1 – Jesus ainda não desceu. Não desçamos nós também. Mantenhamo-nos junto d'Ele, na montanha, a escutá-l'O para O seguirmos, para procuramos sintonizar-nos o mais possível. A multidão permanece. Os discípulos continuam sentados, na primeira fila, para não perderem nada e absorverem cada palavra, cada nuance, cada conselho.
Hoje é connosco, permanecer junto a Jesus, escutá-l'O, apreender a Sua mensagem e captá-la para o nosso tempo e para as circunstâncias atuais. Só poderemos partir para O testemunhar, para O transparecer, para anunciar a Sua Palavra, se permanecermos ligados, sintonizados, identificados com Ele. Quando mais próximos, mais aptos a IR e anunciar a Boa Nova a toda a criatura. Nisto consiste precisamente o sermos discípulos missionários. Não é possível separar as águas. Só os discípulos são missionários. Só sendo missionários permanecemos como discípulos.
Na linguagem como na vida, Jesus apresenta-Se dócil, próximo, a favor dos mais desfavorecidos e da integração de todos no Reino de Deus, repudiando as injustiças, a sobranceria, as invejas e os ódios, promovendo o serviço, o amor e o perdão, contando connosco, comigo e contigo. Cada pessoa conta. Cada um de nós é assumido como irmão, filho bem-amado do Pai. Jesus não vem para derrubar o bem que existe, mas para desfazer os muros da incompreensão, do egoísmo, da intolerância, da violência, e contruir pontes e laços de entreajuda, de comunhão e de fraternidade.

# INFORMAÇÃO REGISTADA
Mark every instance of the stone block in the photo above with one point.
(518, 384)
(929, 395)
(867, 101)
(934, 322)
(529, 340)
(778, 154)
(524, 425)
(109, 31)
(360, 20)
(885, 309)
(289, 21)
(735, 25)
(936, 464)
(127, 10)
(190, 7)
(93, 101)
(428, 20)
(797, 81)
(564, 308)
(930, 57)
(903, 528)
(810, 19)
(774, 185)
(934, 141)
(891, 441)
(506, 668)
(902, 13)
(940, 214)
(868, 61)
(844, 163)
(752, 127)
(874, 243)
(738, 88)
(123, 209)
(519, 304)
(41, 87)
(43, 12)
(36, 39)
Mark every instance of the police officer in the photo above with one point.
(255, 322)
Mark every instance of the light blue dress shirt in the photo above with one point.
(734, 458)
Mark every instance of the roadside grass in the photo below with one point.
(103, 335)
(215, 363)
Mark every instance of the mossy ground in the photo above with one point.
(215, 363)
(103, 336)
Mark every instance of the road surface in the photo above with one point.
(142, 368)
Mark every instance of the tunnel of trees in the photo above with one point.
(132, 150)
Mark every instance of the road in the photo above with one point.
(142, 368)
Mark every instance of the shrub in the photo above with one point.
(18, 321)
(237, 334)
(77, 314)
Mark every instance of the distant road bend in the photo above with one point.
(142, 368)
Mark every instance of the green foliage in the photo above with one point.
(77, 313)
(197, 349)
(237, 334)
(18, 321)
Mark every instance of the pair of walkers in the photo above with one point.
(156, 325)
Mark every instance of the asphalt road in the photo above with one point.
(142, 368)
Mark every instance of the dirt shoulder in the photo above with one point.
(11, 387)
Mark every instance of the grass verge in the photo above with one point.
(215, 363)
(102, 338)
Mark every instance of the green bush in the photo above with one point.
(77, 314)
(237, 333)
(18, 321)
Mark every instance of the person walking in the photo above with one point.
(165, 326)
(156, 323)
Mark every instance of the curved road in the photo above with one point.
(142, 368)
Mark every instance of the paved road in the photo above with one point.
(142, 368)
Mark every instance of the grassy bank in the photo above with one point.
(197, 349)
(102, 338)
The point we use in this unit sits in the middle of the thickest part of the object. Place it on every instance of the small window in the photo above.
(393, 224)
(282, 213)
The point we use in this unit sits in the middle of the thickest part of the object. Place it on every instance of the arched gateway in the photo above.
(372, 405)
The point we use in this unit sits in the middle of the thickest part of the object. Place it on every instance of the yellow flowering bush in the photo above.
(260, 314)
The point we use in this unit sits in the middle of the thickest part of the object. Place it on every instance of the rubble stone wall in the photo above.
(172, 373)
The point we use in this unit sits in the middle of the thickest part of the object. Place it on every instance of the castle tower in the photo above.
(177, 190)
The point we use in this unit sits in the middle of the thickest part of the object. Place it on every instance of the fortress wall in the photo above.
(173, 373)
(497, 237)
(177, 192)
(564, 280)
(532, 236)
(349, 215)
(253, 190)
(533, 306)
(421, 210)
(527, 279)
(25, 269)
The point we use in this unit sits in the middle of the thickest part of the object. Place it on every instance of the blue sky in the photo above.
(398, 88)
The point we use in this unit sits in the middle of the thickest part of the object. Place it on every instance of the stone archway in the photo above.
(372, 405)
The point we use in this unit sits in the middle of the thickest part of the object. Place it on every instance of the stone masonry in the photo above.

# O PEDIDO
No texto sobre permanecer junto a Jesus na montanha, repita tudo desde "1 – Jesus ainda" até "permanecemos como discípulos.", mudando "multidão" para "assembleia".

# RESULTADO DO EXERCÍCIO
1 – Jesus ainda não desceu. Não desçamos nós também. Mantenhamo-nos junto d'Ele, na montanha, a escutá-l'O para O seguirmos, para procuramos sintonizar-nos o mais possível. A assembleia permanece. Os discípulos continuam sentados, na primeira fila, para não perderem nada e absorverem cada palavra, cada nuance, cada conselho.
Hoje é connosco, permanecer junto a Jesus, escutá-l'O, apreender a Sua mensagem e captá-la para o nosso tempo e para as circunstâncias atuais. Só poderemos partir para O testemunhar, para O transparecer, para anunciar a Sua Palavra, se permanecermos ligados, sintonizados, identificados com Ele. Quando mais próximos, mais aptos a IR e anunciar a Boa Nova a toda a criatura. Nisto consiste precisamente o sermos discípulos missionários. Não é possível separar as águas. Só os discípulos são missionários. Só sendo missionários permanecemos como discípulos.